## Task brief
Set out every line of the listing below as a numbered list, omitting any blank lines.
[Begin Dataset rows]
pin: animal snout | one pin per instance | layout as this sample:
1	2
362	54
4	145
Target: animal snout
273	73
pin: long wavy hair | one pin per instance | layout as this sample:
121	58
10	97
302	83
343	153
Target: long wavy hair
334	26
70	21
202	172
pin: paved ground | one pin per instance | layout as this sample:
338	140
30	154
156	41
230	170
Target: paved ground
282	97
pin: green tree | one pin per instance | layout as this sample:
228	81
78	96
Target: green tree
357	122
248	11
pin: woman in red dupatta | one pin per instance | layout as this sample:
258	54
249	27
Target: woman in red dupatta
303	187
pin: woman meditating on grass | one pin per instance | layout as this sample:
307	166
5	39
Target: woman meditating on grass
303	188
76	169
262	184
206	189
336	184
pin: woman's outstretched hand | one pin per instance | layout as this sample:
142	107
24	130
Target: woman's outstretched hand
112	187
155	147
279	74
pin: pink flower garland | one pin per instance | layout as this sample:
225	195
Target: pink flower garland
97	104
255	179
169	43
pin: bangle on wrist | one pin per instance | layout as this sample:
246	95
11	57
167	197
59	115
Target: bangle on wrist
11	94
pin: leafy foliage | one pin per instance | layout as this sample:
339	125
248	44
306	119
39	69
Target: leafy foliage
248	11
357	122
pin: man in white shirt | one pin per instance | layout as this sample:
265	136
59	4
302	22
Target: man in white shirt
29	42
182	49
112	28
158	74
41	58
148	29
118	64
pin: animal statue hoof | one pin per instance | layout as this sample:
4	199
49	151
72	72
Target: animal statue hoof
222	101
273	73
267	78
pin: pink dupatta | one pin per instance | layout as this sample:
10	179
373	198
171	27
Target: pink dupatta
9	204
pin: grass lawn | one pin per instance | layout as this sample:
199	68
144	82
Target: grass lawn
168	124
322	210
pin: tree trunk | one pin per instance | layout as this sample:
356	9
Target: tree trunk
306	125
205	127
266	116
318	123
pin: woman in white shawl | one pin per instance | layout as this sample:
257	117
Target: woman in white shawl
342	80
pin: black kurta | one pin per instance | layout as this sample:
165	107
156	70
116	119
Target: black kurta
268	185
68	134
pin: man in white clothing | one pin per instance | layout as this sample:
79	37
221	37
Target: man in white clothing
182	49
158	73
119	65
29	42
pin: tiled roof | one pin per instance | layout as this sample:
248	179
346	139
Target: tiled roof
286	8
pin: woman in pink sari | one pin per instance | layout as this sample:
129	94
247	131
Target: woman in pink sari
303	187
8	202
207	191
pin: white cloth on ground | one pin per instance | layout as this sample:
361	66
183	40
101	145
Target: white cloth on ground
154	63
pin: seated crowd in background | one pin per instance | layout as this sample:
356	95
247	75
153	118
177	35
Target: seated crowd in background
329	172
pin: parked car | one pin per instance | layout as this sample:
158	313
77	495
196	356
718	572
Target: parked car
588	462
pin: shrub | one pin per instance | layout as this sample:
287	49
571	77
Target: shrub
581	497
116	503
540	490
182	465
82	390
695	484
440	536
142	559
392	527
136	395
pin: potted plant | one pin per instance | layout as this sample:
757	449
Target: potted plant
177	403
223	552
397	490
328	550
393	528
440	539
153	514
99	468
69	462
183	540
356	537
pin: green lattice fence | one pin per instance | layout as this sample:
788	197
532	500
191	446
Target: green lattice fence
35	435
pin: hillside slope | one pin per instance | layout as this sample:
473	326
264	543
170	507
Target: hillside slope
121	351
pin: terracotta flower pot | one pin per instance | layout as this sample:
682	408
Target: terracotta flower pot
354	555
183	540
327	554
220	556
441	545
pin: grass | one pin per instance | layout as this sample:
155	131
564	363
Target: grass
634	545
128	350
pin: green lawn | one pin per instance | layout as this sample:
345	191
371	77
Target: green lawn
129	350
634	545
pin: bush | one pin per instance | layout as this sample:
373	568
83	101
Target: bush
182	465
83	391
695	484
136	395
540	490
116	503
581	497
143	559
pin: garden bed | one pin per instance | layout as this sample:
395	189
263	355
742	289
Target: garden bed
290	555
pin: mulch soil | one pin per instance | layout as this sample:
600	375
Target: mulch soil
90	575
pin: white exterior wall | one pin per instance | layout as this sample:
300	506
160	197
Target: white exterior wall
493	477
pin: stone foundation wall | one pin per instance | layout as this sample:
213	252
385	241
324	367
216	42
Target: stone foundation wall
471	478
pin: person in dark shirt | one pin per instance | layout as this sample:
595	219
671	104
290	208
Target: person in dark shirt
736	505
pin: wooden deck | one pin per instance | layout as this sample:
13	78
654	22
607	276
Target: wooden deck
[End Dataset rows]
## Task solution
1. pin: animal snout | one pin per instance | layout as this sample:
2. 1	2
3. 362	54
4. 4	145
5. Target: animal snout
6. 273	73
7. pin: long wavy hair | one pin per instance | layout as this sample:
8. 121	58
9. 10	97
10. 302	83
11. 343	153
12. Target: long wavy hair
13. 334	26
14. 70	21
15. 202	172
16. pin: paved ground | one pin per instance | layout as this sample:
17. 338	140
18. 30	154
19. 156	41
20. 230	170
21. Target: paved ground
22. 282	97
23. pin: green tree | one pin per instance | layout as this sample:
24. 228	81
25. 78	96
26. Target: green tree
27. 357	122
28. 248	11
29. pin: woman in red dupatta | one pin per instance | layout as this sample:
30. 258	54
31. 249	27
32. Target: woman in red dupatta
33. 303	187
34. pin: woman meditating on grass | one pin per instance | layout as this sample:
35. 307	166
36. 5	39
37. Target: woman meditating on grass
38. 303	188
39. 76	169
40. 262	184
41. 206	189
42. 336	184
43. pin: woman's outstretched hand | one pin per instance | layout as this sample:
44. 142	107
45. 24	130
46. Target: woman's outstretched hand
47. 112	187
48. 155	147
49. 279	74
50. pin: pink flower garland | one pin per instance | layout as this sample:
51. 225	195
52. Target: pink flower garland
53. 97	104
54. 255	179
55. 169	43
56. pin: bangle on wrist | one pin per instance | layout as this sample:
57. 246	95
58. 11	57
59. 167	197
60. 59	115
61. Target: bangle on wrist
62. 11	94
63. pin: leafy foliage | one pin per instance | layout as this sample:
64. 339	125
65. 248	44
66. 306	119
67. 39	69
68. Target: leafy foliage
69. 248	11
70. 357	122
71. pin: man in white shirt | one pin per instance | layout as this sample:
72. 265	136
73. 59	4
74. 302	22
75. Target: man in white shirt
76. 29	42
77. 182	49
78. 112	28
79. 158	74
80. 41	58
81. 148	29
82. 118	64
83. pin: animal statue hoof | one pin per instance | layout as this sample:
84. 4	199
85. 49	151
86. 72	72
87. Target: animal statue hoof
88. 222	101
89. 273	73
90. 267	78
91. pin: pink dupatta | one pin per instance | layout as this sample:
92. 10	179
93. 373	198
94. 171	27
95. Target: pink dupatta
96. 9	204
97. pin: grass lawn | one pin per instance | layout as this sample:
98. 199	68
99. 144	82
100. Target: grass lawn
101. 168	124
102. 322	210
103. pin: tree trunk | one pin per instance | layout as this sample:
104. 356	9
105. Target: tree trunk
106. 306	125
107. 205	127
108. 266	116
109. 318	123
110. pin: woman in white shawl | one pin per instance | layout as this sample:
111. 257	117
112. Target: woman in white shawl
113. 342	80
114. pin: black kurta | one pin per instance | layout as this sample:
115. 165	107
116. 156	70
117. 116	119
118. Target: black kurta
119. 268	185
120. 68	134
121. pin: man in white clothing | one pin per instance | layout as this sample:
122. 79	37
123. 221	37
124. Target: man in white clothing
125. 182	49
126. 158	73
127. 119	65
128. 29	42
129. pin: tiled roof | one pin per instance | layout as this sample:
130. 248	179
131. 346	139
132. Target: tiled roof
133. 286	8
134. pin: woman in pink sari | one pin per instance | layout as this sample:
135. 129	94
136. 247	131
137. Target: woman in pink sari
138. 303	187
139. 8	202
140. 207	191
141. pin: white cloth on ground | one pin per instance | layout as this sample:
142. 361	66
143. 183	40
144. 101	145
145. Target: white cloth on ground
146. 154	63
147. pin: seated crowd in background | one pin per instance | layout as this sample:
148. 356	95
149. 247	75
150. 153	118
151. 177	35
152. Target: seated crowd in background
153. 329	172
154. pin: parked car | one pin per instance | layout as this sample:
155. 158	313
156. 77	495
157. 196	356
158. 718	572
159. Target: parked car
160. 588	462
161. pin: shrub | one pin per instance | layout as this sample:
162. 287	49
163. 571	77
164. Target: shrub
165. 581	497
166. 116	503
167. 540	490
168. 182	465
169. 82	390
170. 695	484
171. 440	536
172. 142	559
173. 392	527
174. 136	395
175. pin: potted plant | one pin per instance | layout as this sample:
176. 757	449
177. Target: potted plant
178. 177	403
179. 223	552
180. 397	490
181. 328	550
182. 393	528
183. 440	539
184. 153	514
185. 99	468
186. 69	462
187. 183	540
188. 356	537
189. pin: green lattice fence | one pin per instance | layout as this sample:
190. 788	197
191. 532	500
192. 191	446
193. Target: green lattice fence
194. 35	435
195. pin: hillside slope | one pin per instance | layout as this sample:
196. 473	326
197. 264	543
198. 170	507
199. Target: hillside slope
200. 121	351
201. pin: terracotta flower pot | one pin per instance | layout as this sample:
202. 682	408
203. Target: terracotta flower pot
204. 354	555
205. 183	540
206. 327	554
207. 220	556
208. 441	545
209. pin: grass | one pin per instance | layout as this sample:
210. 155	131
211. 564	363
212. Target: grass
213. 634	545
214. 128	350
215. pin: green lawn | one pin per instance | layout as this sample:
216. 345	191
217. 371	77
218. Target: green lawn
219. 129	350
220. 634	545
221. pin: bush | one pin per instance | layout as this sample:
222. 373	568
223. 83	101
224. Target: bush
225. 182	465
226. 83	391
227. 695	484
228. 136	395
229. 540	490
230. 116	503
231. 581	497
232. 143	559
233. pin: garden bed | one pin per instance | layout as this sample:
234. 395	189
235. 263	355
236. 742	289
237. Target: garden bed
238. 290	555
239. pin: mulch soil | one pin per instance | layout as this sample:
240. 600	375
241. Target: mulch soil
242. 90	575
243. pin: white exterior wall | one pin per instance | layout as this sample:
244. 300	506
245. 160	197
246. Target: white exterior wall
247. 493	477
248. pin: stone foundation wall | one pin per instance | layout as this sample:
249. 213	252
250. 385	241
251. 324	367
252. 216	42
253. Target: stone foundation wall
254. 471	478
255. pin: person in dark shirt | one pin per instance | layout as this sample:
256. 595	219
257. 671	104
258. 290	208
259. Target: person in dark shirt
260. 736	505
261. pin: wooden deck | one pin per instance | layout as this sample:
262. 13	78
263. 654	22
264. 607	276
265. Target: wooden deck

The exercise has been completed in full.